• EXERCISE TASK
Put every line of the listing below into a JSON list of strings, one string per line. Leave out any blank lines.

-------- DATA SUPPLIED

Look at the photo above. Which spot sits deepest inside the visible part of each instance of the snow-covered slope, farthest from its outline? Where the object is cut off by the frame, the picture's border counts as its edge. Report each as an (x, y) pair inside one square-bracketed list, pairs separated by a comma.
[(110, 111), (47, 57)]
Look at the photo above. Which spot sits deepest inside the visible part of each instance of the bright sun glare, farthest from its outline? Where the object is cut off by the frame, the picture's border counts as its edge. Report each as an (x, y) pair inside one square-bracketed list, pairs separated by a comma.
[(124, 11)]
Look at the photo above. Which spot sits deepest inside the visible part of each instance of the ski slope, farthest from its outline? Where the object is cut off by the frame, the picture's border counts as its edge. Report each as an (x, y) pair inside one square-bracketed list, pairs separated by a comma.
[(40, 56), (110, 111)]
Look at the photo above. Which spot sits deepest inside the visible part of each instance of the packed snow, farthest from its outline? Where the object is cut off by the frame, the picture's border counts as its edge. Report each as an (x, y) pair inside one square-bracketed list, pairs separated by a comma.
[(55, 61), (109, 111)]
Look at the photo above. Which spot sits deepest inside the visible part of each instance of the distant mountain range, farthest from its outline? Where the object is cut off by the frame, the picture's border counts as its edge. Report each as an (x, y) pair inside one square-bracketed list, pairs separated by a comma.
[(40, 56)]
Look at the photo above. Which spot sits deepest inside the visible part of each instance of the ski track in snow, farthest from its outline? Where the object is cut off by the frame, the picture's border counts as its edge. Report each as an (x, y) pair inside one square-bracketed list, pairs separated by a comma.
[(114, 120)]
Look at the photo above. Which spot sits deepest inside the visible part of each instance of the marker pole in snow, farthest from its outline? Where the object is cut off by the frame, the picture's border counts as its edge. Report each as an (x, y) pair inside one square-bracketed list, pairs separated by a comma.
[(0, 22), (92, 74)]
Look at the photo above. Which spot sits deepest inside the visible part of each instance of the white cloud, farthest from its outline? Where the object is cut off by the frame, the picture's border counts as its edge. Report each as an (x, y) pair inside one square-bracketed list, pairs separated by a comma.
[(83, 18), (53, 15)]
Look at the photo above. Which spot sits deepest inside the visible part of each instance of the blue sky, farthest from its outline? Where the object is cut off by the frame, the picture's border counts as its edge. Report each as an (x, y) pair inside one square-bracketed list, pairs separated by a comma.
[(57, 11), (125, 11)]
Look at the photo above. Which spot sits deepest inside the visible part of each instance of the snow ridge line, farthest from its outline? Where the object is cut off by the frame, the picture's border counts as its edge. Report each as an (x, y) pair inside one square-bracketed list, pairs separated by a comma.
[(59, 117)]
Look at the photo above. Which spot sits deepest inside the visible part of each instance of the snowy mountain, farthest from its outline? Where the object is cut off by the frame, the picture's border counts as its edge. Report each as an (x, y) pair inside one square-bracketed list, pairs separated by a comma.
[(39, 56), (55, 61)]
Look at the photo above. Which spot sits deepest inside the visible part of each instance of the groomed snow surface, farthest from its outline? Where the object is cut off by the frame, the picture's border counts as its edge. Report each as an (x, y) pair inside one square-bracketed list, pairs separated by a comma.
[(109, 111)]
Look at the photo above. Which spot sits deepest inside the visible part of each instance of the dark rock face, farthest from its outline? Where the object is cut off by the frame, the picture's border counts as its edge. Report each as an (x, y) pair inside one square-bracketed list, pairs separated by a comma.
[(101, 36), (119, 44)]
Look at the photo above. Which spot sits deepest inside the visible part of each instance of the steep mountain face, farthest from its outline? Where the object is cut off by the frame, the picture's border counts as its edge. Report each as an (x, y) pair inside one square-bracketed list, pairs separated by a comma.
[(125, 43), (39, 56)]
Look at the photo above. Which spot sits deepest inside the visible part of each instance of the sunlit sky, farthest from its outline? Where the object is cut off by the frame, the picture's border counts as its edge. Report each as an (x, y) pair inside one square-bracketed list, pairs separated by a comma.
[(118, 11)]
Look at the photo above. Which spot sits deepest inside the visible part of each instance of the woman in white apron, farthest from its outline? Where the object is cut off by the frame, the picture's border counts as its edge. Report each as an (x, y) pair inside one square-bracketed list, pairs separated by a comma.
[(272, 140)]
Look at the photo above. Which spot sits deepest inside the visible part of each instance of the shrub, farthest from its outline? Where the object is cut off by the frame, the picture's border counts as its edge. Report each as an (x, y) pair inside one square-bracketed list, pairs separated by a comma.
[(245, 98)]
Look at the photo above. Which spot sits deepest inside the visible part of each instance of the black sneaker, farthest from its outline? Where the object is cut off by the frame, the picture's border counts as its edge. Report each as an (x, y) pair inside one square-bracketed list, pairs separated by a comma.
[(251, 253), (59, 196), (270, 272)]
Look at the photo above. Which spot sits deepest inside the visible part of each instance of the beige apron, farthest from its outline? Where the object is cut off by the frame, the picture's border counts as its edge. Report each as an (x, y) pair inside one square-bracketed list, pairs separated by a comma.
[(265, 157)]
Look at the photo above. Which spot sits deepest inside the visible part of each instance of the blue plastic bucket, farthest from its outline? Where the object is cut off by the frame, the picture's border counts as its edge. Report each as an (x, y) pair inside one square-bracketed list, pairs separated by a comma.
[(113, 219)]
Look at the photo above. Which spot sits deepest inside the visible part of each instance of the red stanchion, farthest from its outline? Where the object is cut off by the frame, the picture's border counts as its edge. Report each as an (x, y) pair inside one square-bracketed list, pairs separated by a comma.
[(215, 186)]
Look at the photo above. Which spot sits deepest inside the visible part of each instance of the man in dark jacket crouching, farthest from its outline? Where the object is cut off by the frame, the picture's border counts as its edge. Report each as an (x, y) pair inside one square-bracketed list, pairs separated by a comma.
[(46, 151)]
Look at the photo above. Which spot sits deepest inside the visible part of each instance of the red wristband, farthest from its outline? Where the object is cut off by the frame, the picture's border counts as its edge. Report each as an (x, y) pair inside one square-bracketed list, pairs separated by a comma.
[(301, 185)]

----------------

• RESPONSE
[
  "Look at the photo above. Which spot sits deepest inside the visible part of each instance of the snow-covered slope, farthest from its outline? Where the object is cut off by the frame, the picture's border counts as its edge. Report each as an (x, y) pair inside one square-bracketed list, pairs separated by a comma.",
  "[(110, 111), (47, 57)]",
  "Look at the photo above. Which spot sits deepest inside the visible part of each instance of the bright sun glare, farthest from its outline? Where the object is cut off by the frame, the picture's border counts as its edge. Report each as an (x, y) pair inside one square-bracketed list, pairs separated by a comma.",
  "[(124, 11)]",
  "Look at the photo above. Which spot sits deepest inside the visible part of each instance of the ski slope, farthest from its outline? Where the object is cut off by the frame, the picture's border counts as its edge. Report each as an (x, y) pair inside one square-bracketed list, pairs separated by a comma.",
  "[(40, 56), (110, 111)]",
  "Look at the photo above. Which spot sits deepest inside the visible part of each instance of the packed snow, farthest from its outline? Where the object is cut off by the frame, the picture's border counts as its edge. Report each as an (x, y) pair inside one square-bracketed list, pairs separated by a comma.",
  "[(55, 61), (109, 111)]",
  "Look at the photo above. Which spot sits deepest inside the visible part of each instance of the distant mountain range, farthest from its outline? Where the object is cut off by the frame, the picture's border counts as its edge. Report each as an (x, y) pair inside one square-bracketed list, pairs separated by a comma.",
  "[(40, 56)]",
  "Look at the photo above. Which spot sits deepest inside the visible part of each instance of the ski track in snow, farthest from its outline? Where the object is cut off by the frame, the picture's border counts as its edge. Report each as an (x, y) pair inside one square-bracketed list, pairs separated by a comma.",
  "[(114, 120)]",
  "Look at the photo above. Which spot sits deepest inside the visible part of each instance of the marker pole in snow, farthest from its outline? Where the object is cut off by the frame, the picture's border counts as its edge. Report each as an (x, y) pair inside one square-bracketed list, pairs separated by a comma.",
  "[(0, 22), (92, 74)]",
  "Look at the photo above. Which spot sits deepest inside the visible part of each instance of the white cloud, farthest from its outline? Where the object is cut off by the frame, the picture's border counts as its edge. Report each as an (x, y) pair inside one square-bracketed list, pairs separated by a comma.",
  "[(83, 18), (53, 15)]",
  "Look at the photo above. Which spot sits deepest inside the visible part of each instance of the blue sky, farthest from its outline? Where the object is cut off by the frame, the picture's border counts as its edge. Report each as an (x, y) pair inside one square-bracketed list, pairs separated by a comma.",
  "[(57, 11), (125, 11)]",
  "Look at the photo above. Which spot sits deepest inside the visible part of each instance of the snow ridge line, farthest from its outline? Where the object is cut off by the frame, the picture's border counts as its edge. Report each as an (x, y) pair inside one square-bracketed list, pairs separated by a comma.",
  "[(59, 117)]",
  "Look at the photo above. Which spot sits deepest inside the visible part of each instance of the snowy mountain, farthest from its outline? Where the object is cut off by the frame, the picture's border counts as its edge. Report each as an (x, y) pair inside one square-bracketed list, pairs separated by a comma.",
  "[(39, 56), (55, 61)]",
  "Look at the photo above. Which spot sits deepest inside the visible part of each instance of the groomed snow surface, farthest from its outline? Where the object is cut off by the frame, the picture's border counts as its edge. Report each as an (x, y) pair inside one square-bracketed list, pairs separated by a comma.",
  "[(109, 111)]",
  "Look at the photo above. Which spot sits deepest inside the visible part of each instance of the dark rock face, farthest from its outline? Where the object is cut off by the frame, the picture's border counts as its edge. Report each as an (x, y) pair inside one square-bracketed list, pairs separated by a comma.",
  "[(101, 36), (119, 44)]",
  "Look at the photo above. Which spot sits deepest inside the visible part of each instance of the steep mountain face, farthest from its outline? Where the object is cut off by the frame, the picture's border counts as its edge. Report each as an (x, y) pair inside one square-bracketed list, pairs separated by a comma.",
  "[(125, 43), (39, 56)]",
  "Look at the photo above. Which spot sits deepest inside the visible part of each instance of the sunlit sky, farthest from its outline? Where the object is cut off by the frame, the picture's border counts as its edge. Report each as an (x, y) pair inside one square-bracketed list, pairs separated by a comma.",
  "[(118, 11)]",
  "Look at the photo above. Which spot sits deepest inside the visible part of each instance of the woman in white apron, farthest from its outline? Where the object is cut off by the frame, the picture's border counts as its edge. Report each as an (x, y) pair inside one square-bracketed list, pairs separated by a comma.",
  "[(272, 140)]",
  "Look at the photo above. Which spot sits deepest inside the visible part of each instance of the shrub, farthest from its outline? Where the object is cut off by the frame, the picture's border counts as its edge. Report each as an (x, y) pair inside one square-bracketed list, pairs separated by a comma.",
  "[(245, 98)]",
  "Look at the photo above. Which spot sits deepest inside the visible part of each instance of the black sneaker, farthest from its outline? Where the object is cut off by the frame, the picture's border counts as its edge. Report each as an (x, y) pair inside one square-bracketed list, pairs separated by a comma.",
  "[(251, 253), (59, 196), (270, 272)]",
  "Look at the photo above. Which spot sits deepest inside the visible part of each instance of the beige apron, farthest from its outline? Where the object is cut off by the frame, the picture's border counts as its edge. Report each as an (x, y) pair inside one square-bracketed list, pairs separated by a comma.",
  "[(265, 157)]",
  "Look at the photo above. Which spot sits deepest inside the visible part of each instance of the blue plastic bucket, farthest from its outline? Where the object is cut off by the frame, the picture's border counts as its edge. Report each as an (x, y) pair inside one square-bracketed list, pairs separated by a comma.",
  "[(113, 219)]",
  "Look at the photo above. Which spot sits deepest inside the visible part of each instance of the red stanchion, farthest from its outline? Where the object is cut off by the frame, the picture's border counts as its edge. Report each as an (x, y) pair inside one square-bracketed list, pairs separated by a comma.",
  "[(215, 186)]",
  "Look at the photo above. Which spot sits deepest inside the visible part of each instance of the man in dark jacket crouching, farthest from its outline? Where the object is cut off by the frame, the picture's border counts as its edge. Report each as an (x, y) pair inside one square-bracketed list, pairs separated by a comma.",
  "[(46, 151)]",
  "Look at the photo above. Which spot sits deepest inside the visible part of each instance of the red wristband, farthest from its outline? Where the object is cut off by the frame, the picture's border counts as its edge. Report each as an (x, y) pair inside one square-bracketed list, pairs separated by a comma.",
  "[(301, 185)]"
]